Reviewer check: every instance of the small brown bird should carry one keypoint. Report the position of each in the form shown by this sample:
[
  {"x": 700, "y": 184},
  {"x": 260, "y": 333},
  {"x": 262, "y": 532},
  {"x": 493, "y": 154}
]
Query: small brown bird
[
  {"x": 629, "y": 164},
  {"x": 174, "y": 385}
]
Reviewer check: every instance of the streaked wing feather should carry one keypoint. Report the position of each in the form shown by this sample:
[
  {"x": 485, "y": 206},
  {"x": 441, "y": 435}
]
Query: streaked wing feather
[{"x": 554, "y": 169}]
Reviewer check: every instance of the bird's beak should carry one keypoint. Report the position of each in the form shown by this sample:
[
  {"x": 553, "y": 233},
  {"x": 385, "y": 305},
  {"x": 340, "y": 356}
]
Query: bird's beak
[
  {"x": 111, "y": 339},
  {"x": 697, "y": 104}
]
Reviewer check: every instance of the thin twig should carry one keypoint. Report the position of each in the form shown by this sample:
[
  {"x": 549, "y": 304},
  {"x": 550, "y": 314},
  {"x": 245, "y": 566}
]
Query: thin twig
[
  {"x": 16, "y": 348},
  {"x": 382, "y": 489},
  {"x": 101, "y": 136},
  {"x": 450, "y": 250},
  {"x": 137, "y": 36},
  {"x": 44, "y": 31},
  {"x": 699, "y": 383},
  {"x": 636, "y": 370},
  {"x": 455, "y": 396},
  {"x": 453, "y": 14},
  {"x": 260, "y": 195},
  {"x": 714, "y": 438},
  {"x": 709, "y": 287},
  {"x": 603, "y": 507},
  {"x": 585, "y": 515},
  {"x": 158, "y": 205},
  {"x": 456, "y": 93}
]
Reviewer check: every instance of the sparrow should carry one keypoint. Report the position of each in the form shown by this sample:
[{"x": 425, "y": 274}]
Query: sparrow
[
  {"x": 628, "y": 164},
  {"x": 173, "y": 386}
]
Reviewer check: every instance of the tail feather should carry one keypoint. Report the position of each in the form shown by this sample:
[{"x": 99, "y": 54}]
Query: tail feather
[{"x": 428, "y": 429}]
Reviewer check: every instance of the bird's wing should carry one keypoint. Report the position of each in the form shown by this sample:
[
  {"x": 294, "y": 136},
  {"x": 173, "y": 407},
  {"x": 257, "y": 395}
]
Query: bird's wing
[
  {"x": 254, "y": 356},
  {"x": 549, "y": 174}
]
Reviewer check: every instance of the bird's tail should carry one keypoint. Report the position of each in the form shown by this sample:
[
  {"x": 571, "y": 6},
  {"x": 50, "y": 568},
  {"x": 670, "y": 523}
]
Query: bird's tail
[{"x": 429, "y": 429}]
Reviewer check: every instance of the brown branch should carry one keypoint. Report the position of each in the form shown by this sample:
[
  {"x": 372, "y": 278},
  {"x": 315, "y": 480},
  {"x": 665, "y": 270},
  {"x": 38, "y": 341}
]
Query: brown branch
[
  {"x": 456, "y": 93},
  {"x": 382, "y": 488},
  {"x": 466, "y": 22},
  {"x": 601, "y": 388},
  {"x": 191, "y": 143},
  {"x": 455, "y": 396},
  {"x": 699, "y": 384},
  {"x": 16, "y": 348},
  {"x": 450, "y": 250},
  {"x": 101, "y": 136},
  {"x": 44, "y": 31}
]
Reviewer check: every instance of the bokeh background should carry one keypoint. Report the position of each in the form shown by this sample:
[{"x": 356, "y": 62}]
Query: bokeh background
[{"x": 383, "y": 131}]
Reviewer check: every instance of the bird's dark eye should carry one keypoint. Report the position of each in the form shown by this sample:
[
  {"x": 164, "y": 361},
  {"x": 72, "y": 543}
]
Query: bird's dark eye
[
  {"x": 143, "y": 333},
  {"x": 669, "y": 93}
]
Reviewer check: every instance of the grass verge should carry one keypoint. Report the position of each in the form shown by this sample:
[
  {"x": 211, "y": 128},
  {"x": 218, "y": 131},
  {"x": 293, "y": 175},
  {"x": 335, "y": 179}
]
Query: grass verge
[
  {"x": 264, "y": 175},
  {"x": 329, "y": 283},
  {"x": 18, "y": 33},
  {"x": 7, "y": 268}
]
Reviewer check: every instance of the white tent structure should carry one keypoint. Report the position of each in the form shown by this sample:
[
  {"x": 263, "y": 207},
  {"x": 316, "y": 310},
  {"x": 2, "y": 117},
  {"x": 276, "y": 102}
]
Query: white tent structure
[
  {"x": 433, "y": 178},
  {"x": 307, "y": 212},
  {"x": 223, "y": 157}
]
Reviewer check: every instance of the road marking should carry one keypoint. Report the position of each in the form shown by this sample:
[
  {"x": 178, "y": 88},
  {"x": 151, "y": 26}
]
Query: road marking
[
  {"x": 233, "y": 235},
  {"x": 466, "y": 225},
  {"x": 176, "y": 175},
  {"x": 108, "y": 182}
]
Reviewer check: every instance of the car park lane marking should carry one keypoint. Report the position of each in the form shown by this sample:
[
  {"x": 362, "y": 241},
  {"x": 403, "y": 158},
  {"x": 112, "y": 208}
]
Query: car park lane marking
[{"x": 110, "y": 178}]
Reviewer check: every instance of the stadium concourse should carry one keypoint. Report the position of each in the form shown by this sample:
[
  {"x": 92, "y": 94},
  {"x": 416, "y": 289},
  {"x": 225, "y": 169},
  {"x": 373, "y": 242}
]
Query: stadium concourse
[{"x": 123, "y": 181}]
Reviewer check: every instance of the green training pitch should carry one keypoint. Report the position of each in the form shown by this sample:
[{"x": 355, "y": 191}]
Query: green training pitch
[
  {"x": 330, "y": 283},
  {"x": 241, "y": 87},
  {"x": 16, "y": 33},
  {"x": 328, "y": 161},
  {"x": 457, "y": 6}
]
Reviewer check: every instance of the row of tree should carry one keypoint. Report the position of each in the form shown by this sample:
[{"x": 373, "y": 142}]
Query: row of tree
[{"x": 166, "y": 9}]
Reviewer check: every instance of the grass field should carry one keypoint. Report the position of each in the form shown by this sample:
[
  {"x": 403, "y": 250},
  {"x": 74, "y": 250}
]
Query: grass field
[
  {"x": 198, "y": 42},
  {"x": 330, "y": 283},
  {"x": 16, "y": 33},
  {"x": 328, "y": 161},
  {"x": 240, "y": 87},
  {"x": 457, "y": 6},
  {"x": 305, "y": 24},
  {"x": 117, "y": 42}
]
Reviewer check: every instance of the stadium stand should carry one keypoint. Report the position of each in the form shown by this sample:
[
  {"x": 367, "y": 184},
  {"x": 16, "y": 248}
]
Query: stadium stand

- _EXERCISE_: Every line above that includes the word "stand" must appear in the answer.

- _EXERCISE OUTPUT_:
Reviewer check: every instance of the stadium stand should carry one keypoint. Report the position of each in the form shown by this sample:
Query: stadium stand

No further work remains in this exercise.